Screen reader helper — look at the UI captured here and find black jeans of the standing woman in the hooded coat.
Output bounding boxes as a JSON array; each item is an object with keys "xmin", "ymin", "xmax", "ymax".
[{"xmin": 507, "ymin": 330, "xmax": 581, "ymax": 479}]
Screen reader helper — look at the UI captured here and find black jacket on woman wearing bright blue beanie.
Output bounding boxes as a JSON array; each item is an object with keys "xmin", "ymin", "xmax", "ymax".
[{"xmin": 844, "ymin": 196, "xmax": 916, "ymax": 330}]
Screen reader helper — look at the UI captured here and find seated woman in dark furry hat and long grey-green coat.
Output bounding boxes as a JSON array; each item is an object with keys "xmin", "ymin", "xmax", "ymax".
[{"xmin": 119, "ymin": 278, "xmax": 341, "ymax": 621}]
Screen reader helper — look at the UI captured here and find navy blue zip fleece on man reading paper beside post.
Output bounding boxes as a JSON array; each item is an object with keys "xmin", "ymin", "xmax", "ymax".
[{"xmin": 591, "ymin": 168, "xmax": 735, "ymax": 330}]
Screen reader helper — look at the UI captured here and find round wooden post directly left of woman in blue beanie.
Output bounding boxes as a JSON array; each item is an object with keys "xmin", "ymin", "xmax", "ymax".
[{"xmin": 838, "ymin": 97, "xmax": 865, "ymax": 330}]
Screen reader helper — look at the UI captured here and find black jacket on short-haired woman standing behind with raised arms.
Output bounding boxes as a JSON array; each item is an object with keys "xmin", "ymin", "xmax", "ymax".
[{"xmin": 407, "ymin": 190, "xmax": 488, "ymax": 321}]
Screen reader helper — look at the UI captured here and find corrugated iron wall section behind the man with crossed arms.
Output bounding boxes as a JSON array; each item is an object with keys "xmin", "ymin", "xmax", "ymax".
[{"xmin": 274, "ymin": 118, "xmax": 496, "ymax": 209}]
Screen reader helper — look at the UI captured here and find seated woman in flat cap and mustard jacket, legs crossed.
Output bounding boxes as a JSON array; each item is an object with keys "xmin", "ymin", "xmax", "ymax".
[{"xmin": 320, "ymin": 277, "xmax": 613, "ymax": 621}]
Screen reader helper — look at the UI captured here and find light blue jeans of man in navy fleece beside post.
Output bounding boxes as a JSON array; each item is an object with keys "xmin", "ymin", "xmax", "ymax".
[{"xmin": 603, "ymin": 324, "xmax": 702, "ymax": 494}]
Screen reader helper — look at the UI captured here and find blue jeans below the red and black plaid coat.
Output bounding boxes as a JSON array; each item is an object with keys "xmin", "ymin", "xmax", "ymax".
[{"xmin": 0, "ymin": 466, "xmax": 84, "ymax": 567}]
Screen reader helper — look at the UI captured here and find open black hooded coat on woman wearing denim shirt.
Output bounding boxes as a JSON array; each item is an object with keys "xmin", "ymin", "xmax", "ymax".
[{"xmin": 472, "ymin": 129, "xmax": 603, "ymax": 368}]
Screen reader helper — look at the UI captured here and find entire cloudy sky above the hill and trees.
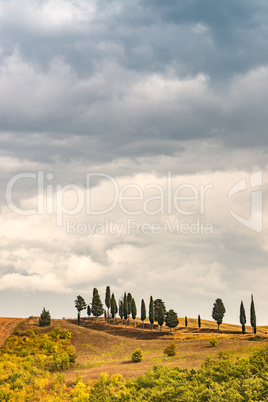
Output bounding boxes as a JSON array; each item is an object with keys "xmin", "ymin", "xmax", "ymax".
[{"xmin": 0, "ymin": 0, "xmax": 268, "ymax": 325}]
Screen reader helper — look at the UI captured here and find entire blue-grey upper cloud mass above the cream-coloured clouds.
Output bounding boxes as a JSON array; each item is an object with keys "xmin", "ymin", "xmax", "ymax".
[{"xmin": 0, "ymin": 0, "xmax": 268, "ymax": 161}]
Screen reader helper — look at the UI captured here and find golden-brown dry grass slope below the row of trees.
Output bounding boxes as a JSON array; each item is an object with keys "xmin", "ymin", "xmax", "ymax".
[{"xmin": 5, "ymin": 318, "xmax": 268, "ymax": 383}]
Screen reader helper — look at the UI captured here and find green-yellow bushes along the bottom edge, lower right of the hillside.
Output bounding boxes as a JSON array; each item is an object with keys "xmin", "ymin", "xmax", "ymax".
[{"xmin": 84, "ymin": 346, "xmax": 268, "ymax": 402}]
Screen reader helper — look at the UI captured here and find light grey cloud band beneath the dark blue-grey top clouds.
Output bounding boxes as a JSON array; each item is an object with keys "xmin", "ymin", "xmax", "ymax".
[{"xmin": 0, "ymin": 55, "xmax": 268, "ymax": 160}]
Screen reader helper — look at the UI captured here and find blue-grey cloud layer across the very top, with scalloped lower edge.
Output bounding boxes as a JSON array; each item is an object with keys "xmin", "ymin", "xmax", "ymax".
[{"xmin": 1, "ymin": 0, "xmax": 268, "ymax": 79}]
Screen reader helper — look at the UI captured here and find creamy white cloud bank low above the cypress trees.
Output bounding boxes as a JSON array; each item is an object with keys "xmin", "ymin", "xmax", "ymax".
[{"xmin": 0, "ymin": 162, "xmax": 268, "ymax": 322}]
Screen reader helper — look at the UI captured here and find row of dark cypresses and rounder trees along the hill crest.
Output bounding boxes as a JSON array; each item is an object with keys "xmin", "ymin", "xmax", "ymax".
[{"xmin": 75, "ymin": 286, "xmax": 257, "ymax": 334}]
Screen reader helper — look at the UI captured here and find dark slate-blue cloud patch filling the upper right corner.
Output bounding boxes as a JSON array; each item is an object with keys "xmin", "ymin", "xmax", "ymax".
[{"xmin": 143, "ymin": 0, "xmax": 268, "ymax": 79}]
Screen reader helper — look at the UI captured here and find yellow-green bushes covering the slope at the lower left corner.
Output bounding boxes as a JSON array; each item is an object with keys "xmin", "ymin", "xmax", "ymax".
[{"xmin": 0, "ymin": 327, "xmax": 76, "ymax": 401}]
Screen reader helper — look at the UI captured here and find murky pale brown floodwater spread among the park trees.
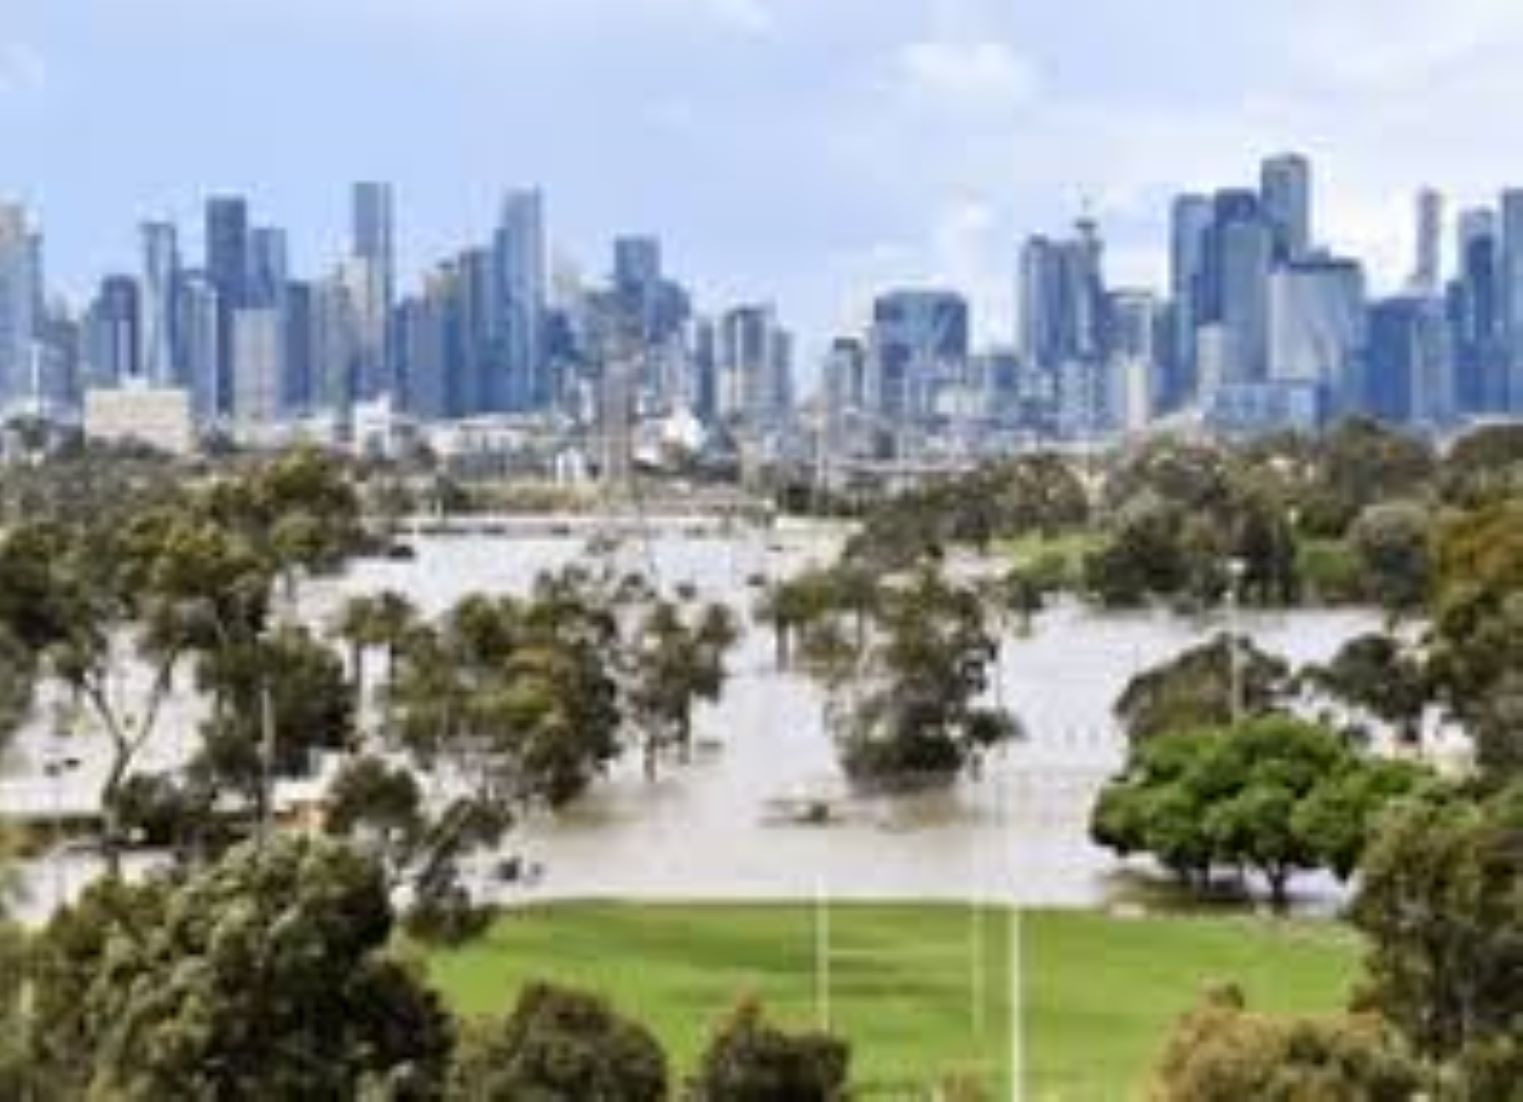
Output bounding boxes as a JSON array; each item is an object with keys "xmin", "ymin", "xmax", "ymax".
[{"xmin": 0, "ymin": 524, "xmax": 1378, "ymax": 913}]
◇ ◇ ◇ ◇ ◇ ◇ ◇
* Your assignment *
Restate the records above verbatim up to and including the line containing "bright blue beanie.".

* Task response *
Screen reader helper — look at the UI captured here and find black jeans of the standing woman in the hooded coat.
Output bounding boxes as a JSON array; each item is an object with keys "xmin", "ymin", "xmax", "ymax".
[{"xmin": 507, "ymin": 330, "xmax": 581, "ymax": 479}]
Screen reader helper — look at the UI captured here and find black jacket on woman wearing bright blue beanie.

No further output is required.